**Extrait du texte**

Au départ, « simple » monastère bénédictin, installé dans le Moyen-Atlas marocain, l’histoire de Toumliline aurait dû être celle du développement de la fondation et de son influence spirituelle ; sa fondation à un moment où le Maroc traverse une période d’incertitude quant à son avenir et où la tension franco-marocaine est croissante va faire que l’histoire du Monastère va suivre celle de l’évolution de la crise marocaine et de ses incidences sur le comportement des Français et des Marocains.

Cloitre et jardin à la fin des années 1950.

Le cloitre en mai 2012
Les relations entre les moines et la population marocaine dès l’installation du monastère sont simples et naturelles : les ouvriers qui participent aux travaux de construction ou agricoles ont accès au Monastère, puis des enfants d’Azrou montent, en curieux, voir les moines. Les moines ont d’abord soigné les ouvriers du chantier, puis leurs familles jusqu’à improviser un dispensaire (voir Toumliline : l’installation) quand la demande de soins se fait plus importante. Les contacts avec les enfants se multiplient : ils viennent chercher des vêtements, des livres de classes ou des romans. Pendant les vacances quelques jeunes aident les moines pour des petits travaux des champs ou pour ramasser des cailloux ; en échange, ils mangent au monastère, passent des moments à lire, à étudier ou tout simplement à discuter avec les moines. Quelques uns demandent à rester coucher au monastère, et sont installés dans les dortoirs des élèves français absents pendant les vacances. Les pères des enfants viennent aussi voir les « marabouts » qui prennent le temps de discuter avec eux, autour d’un ou plusieurs verres de thé. Ces visiteurs se renseignent sur le mode de vie des moines, sur les mobiles de leurs actions de solidarité.
Les élèves du Collège berbère prennent l’habitude de monter au Monastère pour consulter les ouvrages, dont beaucoup ont été ramenés de France, et la presse mis à leur disposition par les bénédictins de Toumliline. Des causeries et conférences sur les sujets les plus divers sont organisées à leur intention par les moines diplômés en sciences ou littérature ; ils assistent aussi à des projections de films ou de documentaires. À aucun moment les moines n’ont voulu faire des chrétiens de ces jeunes. Le Fqih Ben Larbi el Alaoui, de la Qaraouiyine avaient rassuré les parents venus le consulter sur la conduite à tenir vis à vis des moines « Vous pouvez leur confier vos enfants, ils ne courent aucun danger, ces moines sont des hommes de Dieu ». Le Fqih Ben Larbi el Alaoui, qui longtemps avait craint la collusion de l’Église et des autorités du Protectorat, entretenait avec le Père Denis Martin une relation fondée sur une grande estime réciproque et il devient même le conseiller spirituel en matière d’Islam du Père Martin.

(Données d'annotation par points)
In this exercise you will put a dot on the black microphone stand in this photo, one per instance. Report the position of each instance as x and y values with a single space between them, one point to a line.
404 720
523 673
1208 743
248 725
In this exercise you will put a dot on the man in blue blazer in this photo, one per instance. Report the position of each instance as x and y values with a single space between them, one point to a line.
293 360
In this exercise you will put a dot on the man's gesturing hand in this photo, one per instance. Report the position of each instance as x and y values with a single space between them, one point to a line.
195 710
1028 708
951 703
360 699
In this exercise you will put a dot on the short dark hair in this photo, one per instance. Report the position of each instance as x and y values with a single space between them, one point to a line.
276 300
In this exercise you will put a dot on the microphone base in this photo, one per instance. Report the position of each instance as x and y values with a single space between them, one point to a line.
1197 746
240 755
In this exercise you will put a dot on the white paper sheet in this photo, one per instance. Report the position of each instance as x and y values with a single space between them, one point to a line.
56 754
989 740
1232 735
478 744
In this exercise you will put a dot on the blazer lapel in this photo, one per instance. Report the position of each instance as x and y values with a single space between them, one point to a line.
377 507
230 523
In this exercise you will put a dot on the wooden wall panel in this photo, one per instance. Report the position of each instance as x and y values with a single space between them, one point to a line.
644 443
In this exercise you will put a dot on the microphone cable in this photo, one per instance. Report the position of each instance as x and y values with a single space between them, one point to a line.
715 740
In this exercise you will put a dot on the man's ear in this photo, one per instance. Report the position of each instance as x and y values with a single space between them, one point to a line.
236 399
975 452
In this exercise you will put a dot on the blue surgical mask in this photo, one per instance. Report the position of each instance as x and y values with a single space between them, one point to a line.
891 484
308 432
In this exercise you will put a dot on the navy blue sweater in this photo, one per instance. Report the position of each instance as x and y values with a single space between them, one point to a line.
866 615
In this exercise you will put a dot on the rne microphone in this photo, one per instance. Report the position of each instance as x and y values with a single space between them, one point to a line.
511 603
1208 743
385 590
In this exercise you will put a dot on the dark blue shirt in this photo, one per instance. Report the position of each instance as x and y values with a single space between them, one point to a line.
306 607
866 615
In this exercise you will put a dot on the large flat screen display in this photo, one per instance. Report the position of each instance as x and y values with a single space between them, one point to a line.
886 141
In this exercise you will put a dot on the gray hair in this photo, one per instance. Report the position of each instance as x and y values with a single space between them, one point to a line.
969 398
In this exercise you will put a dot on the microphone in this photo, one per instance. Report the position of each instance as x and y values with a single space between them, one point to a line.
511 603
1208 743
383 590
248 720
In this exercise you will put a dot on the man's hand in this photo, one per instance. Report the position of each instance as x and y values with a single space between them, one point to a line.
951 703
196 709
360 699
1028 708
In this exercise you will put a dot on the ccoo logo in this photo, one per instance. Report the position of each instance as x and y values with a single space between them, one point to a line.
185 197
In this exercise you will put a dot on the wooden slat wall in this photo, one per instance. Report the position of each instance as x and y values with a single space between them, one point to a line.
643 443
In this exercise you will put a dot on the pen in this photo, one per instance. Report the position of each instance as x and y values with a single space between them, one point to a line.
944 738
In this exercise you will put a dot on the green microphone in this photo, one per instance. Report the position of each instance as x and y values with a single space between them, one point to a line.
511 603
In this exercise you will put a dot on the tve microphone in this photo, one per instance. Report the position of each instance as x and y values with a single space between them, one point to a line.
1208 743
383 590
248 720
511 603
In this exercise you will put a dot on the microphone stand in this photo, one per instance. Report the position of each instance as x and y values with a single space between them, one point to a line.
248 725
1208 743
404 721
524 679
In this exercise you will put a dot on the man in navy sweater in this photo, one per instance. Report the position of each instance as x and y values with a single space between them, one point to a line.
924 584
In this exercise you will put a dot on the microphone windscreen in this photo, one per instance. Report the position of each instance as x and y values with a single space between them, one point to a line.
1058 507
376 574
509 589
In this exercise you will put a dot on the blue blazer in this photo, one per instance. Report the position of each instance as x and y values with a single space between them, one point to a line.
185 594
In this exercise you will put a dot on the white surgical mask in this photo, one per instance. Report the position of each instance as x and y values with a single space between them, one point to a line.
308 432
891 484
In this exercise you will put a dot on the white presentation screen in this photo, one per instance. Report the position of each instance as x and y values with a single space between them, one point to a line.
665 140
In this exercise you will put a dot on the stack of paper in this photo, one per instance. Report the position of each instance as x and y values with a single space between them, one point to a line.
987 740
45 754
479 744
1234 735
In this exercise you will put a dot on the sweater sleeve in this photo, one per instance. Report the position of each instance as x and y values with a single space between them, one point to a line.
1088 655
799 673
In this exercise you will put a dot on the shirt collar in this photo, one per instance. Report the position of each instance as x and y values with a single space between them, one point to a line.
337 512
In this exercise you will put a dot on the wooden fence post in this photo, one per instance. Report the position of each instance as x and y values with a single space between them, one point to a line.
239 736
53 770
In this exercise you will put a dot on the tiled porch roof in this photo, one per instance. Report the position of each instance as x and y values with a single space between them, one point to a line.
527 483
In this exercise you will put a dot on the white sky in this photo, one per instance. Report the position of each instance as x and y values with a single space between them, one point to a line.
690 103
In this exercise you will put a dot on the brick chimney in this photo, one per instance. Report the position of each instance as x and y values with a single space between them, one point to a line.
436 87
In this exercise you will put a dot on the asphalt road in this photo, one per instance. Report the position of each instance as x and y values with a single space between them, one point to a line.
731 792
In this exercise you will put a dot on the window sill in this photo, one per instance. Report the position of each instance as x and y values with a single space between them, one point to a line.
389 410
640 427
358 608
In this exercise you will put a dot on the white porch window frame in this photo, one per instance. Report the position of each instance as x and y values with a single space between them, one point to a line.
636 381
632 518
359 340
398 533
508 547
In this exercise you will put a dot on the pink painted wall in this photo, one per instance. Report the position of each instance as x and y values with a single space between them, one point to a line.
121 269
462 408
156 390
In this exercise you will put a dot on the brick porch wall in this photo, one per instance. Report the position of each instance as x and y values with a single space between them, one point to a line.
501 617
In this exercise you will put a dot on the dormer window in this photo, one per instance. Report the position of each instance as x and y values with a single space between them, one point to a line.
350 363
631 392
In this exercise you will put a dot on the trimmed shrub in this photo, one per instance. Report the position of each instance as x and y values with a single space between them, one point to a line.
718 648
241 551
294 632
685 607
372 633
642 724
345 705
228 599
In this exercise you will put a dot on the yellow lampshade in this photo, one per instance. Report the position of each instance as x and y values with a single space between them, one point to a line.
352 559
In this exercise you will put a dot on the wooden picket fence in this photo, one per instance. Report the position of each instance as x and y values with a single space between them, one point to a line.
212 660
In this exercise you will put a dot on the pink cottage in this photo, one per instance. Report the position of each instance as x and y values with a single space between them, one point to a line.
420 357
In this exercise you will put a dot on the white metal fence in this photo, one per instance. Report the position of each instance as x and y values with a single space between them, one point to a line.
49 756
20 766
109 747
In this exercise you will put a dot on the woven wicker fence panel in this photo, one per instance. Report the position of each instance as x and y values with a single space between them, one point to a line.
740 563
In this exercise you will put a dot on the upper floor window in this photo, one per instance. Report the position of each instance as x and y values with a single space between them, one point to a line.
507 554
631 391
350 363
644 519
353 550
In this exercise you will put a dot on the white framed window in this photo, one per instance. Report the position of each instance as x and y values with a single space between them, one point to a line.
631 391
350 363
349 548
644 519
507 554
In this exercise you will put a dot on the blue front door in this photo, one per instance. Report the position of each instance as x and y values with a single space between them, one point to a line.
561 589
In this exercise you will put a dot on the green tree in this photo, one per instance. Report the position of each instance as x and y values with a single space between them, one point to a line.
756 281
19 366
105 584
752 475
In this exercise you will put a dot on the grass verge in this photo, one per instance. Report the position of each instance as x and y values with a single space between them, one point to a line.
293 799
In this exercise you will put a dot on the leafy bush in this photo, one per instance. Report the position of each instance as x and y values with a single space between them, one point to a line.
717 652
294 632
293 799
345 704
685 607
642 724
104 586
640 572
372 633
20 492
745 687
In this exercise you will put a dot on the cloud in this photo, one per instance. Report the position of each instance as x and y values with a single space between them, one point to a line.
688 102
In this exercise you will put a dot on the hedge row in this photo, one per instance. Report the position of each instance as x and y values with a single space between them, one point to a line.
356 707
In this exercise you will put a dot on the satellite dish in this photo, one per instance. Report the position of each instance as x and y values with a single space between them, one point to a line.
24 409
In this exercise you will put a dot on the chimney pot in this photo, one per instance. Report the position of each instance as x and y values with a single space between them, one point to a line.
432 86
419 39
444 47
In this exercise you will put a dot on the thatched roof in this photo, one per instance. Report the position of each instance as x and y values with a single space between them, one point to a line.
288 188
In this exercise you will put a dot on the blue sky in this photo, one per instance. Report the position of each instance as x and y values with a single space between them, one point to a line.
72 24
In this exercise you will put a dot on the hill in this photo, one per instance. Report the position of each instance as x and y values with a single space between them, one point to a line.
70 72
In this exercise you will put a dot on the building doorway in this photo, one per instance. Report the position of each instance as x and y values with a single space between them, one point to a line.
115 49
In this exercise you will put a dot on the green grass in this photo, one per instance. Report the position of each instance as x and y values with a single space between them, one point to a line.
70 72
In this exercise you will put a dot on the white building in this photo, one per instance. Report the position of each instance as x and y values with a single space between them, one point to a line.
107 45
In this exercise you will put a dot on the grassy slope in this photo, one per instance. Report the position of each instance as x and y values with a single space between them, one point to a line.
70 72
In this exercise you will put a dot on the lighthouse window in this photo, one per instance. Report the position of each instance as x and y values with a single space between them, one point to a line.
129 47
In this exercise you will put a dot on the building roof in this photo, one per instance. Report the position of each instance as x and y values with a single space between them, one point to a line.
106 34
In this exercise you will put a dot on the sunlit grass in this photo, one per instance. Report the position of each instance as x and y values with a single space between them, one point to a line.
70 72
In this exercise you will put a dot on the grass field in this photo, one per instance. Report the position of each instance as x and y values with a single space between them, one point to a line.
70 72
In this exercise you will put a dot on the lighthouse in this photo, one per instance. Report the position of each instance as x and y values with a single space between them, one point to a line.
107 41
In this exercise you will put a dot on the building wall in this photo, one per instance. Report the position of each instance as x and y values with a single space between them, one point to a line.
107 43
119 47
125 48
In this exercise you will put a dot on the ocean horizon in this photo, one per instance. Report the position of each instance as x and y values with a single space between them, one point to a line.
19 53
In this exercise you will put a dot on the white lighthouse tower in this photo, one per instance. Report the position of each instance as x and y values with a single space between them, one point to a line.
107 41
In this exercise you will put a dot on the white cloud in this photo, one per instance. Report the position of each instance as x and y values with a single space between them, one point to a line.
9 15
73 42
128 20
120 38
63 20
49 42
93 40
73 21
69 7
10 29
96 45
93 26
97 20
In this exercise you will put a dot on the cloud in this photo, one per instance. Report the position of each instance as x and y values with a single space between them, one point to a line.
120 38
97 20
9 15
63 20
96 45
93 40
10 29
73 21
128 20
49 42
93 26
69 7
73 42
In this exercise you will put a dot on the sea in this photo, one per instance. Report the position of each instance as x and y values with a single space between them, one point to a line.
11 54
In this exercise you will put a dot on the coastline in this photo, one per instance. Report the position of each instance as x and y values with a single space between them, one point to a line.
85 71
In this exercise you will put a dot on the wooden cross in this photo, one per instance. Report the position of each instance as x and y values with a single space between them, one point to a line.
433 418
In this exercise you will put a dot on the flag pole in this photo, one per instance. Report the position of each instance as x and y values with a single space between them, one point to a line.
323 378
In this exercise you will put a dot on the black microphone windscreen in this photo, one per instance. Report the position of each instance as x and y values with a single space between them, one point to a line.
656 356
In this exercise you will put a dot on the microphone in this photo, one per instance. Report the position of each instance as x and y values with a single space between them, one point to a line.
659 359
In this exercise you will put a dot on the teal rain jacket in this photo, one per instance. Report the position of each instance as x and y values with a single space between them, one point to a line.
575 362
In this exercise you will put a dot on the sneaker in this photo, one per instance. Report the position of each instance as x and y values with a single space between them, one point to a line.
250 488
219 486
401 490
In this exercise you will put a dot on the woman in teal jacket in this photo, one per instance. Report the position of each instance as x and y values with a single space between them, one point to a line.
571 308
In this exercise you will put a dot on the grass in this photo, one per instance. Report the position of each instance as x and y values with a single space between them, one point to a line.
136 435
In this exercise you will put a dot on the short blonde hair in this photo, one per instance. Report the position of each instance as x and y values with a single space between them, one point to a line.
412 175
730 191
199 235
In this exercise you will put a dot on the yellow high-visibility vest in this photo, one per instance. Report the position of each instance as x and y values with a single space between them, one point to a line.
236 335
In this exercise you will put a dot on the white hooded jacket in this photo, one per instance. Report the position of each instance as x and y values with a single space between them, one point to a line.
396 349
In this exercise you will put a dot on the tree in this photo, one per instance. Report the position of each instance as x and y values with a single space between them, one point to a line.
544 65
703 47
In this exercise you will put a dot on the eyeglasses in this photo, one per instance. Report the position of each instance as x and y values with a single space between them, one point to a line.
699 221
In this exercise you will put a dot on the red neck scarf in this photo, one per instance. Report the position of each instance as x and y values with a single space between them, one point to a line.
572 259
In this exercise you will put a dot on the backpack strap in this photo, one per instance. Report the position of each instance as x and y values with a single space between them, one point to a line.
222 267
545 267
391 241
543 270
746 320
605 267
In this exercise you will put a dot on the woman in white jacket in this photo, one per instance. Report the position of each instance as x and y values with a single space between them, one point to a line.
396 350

**Série de tâches**
**a)** D'après l'extrait sur le monastère de Toumliline, qui est devenu le conseiller spirituel du Père Denis Martin en matière d'islam ?
**b)** Rédigez la suite de l'extrait sur le monastère de Toumliline, à partir de sa dernière phrase.
Ce matériel est indépendant de l'extrait sur le monastère de Toumliline.

**Les réponses**
**a)** Le Fqih Ben Larbi el Alaoui, de la Qaraouiyine.

**b)**
Les relations officielles d’abord limitées aux notables d’Azrou , s’étendent maintenant au-delà et sont souvent plus amicales que protocolaires. Le Pacha Si Bekkai aime venir à Toumliline et viendra même en août 1953, quelques mois seulement après l’installation des moines, avec le prince Moulay Hassan qui s’intéresse à l’œuvre des Bénédictins. À l’issue de sa visite, Moulay Hassan envisage de revenir, peut-être même avec son père, le sultan Mohammed ben Youssef ; signant le livre d’or il inscrit : « Tu verras que ceux qui sont les plus disposés à aimer les croyants, ce sont les hommes qui se déclarent chrétiens, parce qu’ils ont des prêtres et des moines exempts de tout orgueil ».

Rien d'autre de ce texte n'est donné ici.